> What you need to do: Below are the records; retype them exactly and omit each picture.

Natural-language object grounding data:

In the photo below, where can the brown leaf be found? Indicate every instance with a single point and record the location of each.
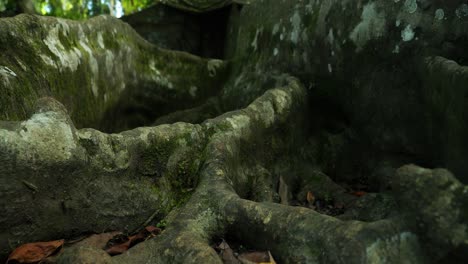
(35, 252)
(121, 243)
(358, 193)
(256, 258)
(96, 240)
(226, 254)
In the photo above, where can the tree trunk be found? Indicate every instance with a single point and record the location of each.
(311, 94)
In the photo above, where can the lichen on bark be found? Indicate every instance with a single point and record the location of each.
(312, 96)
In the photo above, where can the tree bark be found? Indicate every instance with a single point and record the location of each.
(313, 93)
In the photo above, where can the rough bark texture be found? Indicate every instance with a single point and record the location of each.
(313, 93)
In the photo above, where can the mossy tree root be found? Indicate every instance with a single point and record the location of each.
(293, 234)
(141, 170)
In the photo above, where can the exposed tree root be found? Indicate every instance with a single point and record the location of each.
(214, 210)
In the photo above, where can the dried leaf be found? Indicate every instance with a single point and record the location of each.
(358, 193)
(35, 252)
(121, 243)
(226, 254)
(254, 258)
(96, 240)
(283, 191)
(310, 197)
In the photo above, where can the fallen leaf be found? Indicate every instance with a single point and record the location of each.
(226, 254)
(35, 252)
(283, 191)
(358, 193)
(257, 258)
(121, 243)
(310, 197)
(96, 240)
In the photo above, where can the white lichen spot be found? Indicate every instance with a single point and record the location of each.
(267, 218)
(109, 62)
(275, 29)
(95, 89)
(193, 91)
(410, 6)
(67, 58)
(100, 40)
(45, 138)
(6, 74)
(372, 26)
(281, 100)
(407, 34)
(47, 60)
(213, 66)
(238, 121)
(158, 77)
(462, 11)
(296, 27)
(439, 14)
(254, 43)
(331, 36)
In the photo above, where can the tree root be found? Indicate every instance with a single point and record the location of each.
(129, 176)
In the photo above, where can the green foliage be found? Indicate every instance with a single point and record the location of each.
(80, 9)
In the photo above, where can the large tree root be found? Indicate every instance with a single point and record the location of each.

> Response to the task:
In the photo below, where can the brown leaf be found? Indicate every instance with a single point and record the location of each.
(35, 252)
(121, 243)
(358, 193)
(256, 258)
(96, 240)
(226, 254)
In the photo above, where can the tree trunk be found? Indicate every instance with a single point and record the location of each.
(311, 94)
In the photo above, where can the lichen on bark be found? Indicate every instance with a single point and record the location of each.
(312, 96)
In the photo above, where can the tree bark be found? Indicate every instance with a single point and record the location of each.
(313, 93)
In the photo above, where can the rough bark texture be found? Indicate every instance with a single point and record the location of each.
(313, 93)
In the photo above, where can the mossy tree root be found? Indicate every instance with a single point and record the location of each.
(293, 234)
(141, 170)
In the photo above, where can the exposed tree root be found? Indicate every instance with a single point and record the location of each.
(214, 210)
In the photo above, where can the dried leaf be found? Indicate every instance with a single point and record the location of each.
(358, 193)
(35, 252)
(121, 243)
(226, 254)
(254, 258)
(96, 240)
(283, 191)
(310, 197)
In the photo above, where can the fallen leaf be found? Indicate every instance with a single point and record the location of each.
(226, 254)
(35, 252)
(283, 191)
(358, 193)
(257, 258)
(121, 243)
(310, 197)
(96, 240)
In the photo above, where can the white lichen spot be found? Indicate every instance with a single point and record the location of each.
(267, 218)
(109, 62)
(275, 29)
(95, 89)
(193, 91)
(410, 6)
(67, 58)
(100, 40)
(45, 138)
(6, 74)
(372, 26)
(281, 100)
(407, 34)
(47, 60)
(213, 66)
(238, 121)
(158, 77)
(462, 11)
(296, 27)
(439, 14)
(254, 43)
(331, 36)
In the photo above, where can the tree root be found? Indicate every instance with a single point and record the location of each.
(129, 176)
In the photo above, where can the green foliage be found? Indicate every instance with a single point and record the location of each.
(80, 9)
In the photo above, where can the large tree root be found? Indicate every instance with a single point and record the location of each.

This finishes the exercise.